Your instructions. All entries must be transcribed without a single difference.
======== Exercise input ========
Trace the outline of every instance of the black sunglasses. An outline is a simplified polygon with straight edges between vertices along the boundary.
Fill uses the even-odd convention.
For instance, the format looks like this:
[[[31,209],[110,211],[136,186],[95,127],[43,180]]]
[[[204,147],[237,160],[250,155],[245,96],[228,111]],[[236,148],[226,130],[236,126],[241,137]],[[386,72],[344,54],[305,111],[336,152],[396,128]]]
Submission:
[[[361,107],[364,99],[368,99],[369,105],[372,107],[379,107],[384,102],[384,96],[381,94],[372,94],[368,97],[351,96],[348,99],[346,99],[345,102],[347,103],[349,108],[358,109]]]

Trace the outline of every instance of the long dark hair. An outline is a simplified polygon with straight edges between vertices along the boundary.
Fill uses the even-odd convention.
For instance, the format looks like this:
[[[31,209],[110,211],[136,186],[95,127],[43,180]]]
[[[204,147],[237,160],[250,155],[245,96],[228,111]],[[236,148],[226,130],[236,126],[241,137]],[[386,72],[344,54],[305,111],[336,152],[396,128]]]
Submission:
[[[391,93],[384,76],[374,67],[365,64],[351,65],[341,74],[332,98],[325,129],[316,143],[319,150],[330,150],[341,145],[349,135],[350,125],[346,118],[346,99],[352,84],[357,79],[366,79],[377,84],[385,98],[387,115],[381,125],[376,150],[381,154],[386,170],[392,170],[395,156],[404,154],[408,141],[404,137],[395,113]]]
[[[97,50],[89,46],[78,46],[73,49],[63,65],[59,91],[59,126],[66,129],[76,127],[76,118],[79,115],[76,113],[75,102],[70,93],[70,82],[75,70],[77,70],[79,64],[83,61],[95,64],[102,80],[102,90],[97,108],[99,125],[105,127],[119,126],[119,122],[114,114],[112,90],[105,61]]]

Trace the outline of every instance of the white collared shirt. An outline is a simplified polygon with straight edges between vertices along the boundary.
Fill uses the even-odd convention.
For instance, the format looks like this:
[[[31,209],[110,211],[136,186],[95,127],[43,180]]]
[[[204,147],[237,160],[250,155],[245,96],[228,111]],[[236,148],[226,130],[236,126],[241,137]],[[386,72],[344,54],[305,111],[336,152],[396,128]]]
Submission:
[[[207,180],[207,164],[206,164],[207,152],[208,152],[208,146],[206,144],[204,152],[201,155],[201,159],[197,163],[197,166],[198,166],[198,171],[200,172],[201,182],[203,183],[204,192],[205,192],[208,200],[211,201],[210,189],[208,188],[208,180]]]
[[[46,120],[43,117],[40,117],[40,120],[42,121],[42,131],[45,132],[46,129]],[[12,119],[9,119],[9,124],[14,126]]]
========
Task output.
Trace the outline of every instance of the black sunglasses. An outline is a simplified polygon with straight edges between vertices along the boundary.
Fill uses the even-odd convention.
For instance, the format looks like this:
[[[31,209],[110,211],[136,186],[95,127],[43,180]]]
[[[204,147],[237,160],[250,155],[245,96],[228,111]],[[236,148],[226,130],[236,126],[241,137]],[[386,72],[344,54],[305,111],[336,152],[396,128]]]
Submission:
[[[361,107],[364,99],[368,99],[369,105],[372,107],[379,107],[384,102],[384,96],[381,94],[372,94],[368,97],[351,96],[348,99],[346,99],[345,102],[347,103],[349,108],[358,109]]]

Trace the outline of every instance of the long dark hair. An outline is a simplified polygon with straight edges between vertices along the boundary.
Fill uses the even-odd convention.
For instance, the format looks like this:
[[[31,209],[110,211],[136,186],[95,127],[43,180]]]
[[[204,147],[237,160],[250,155],[245,96],[228,111]],[[236,148],[226,130],[236,126],[241,137]],[[386,72],[344,54],[305,111],[336,152],[396,128]]]
Submission:
[[[391,93],[384,76],[374,67],[365,64],[351,65],[341,74],[332,98],[325,129],[316,143],[319,150],[330,150],[341,145],[349,135],[350,125],[346,118],[346,99],[352,84],[357,79],[366,79],[377,84],[385,98],[387,115],[381,125],[376,150],[381,154],[386,170],[392,170],[395,156],[404,154],[408,141],[404,137],[395,113]]]
[[[97,50],[89,46],[78,46],[73,49],[63,65],[59,91],[59,126],[66,129],[76,127],[76,118],[79,115],[76,113],[75,102],[70,93],[70,82],[75,70],[77,70],[79,64],[83,61],[95,64],[102,80],[102,90],[97,108],[99,125],[105,127],[119,126],[119,122],[114,114],[112,90],[105,61]]]

Trace the outline of every instance of the white collared shirt. An outline is a simplified polygon with straight edges between vertices along the boundary.
Fill uses the even-odd convention.
For instance, the format looks like this:
[[[31,209],[110,211],[136,186],[95,127],[43,180]]]
[[[204,147],[237,160],[250,155],[245,96],[228,111]],[[236,148],[226,130],[236,126],[241,137]],[[386,72],[344,54],[305,111],[336,152],[396,128]]]
Submission:
[[[207,180],[207,164],[206,164],[207,152],[208,152],[208,146],[206,144],[204,152],[201,155],[201,159],[197,163],[197,166],[198,166],[198,171],[200,172],[201,182],[203,183],[204,192],[205,192],[208,200],[211,201],[210,189],[208,188],[208,180]]]
[[[46,120],[43,117],[40,117],[40,120],[42,121],[42,131],[45,132],[46,129]],[[12,119],[9,119],[9,124],[14,126]]]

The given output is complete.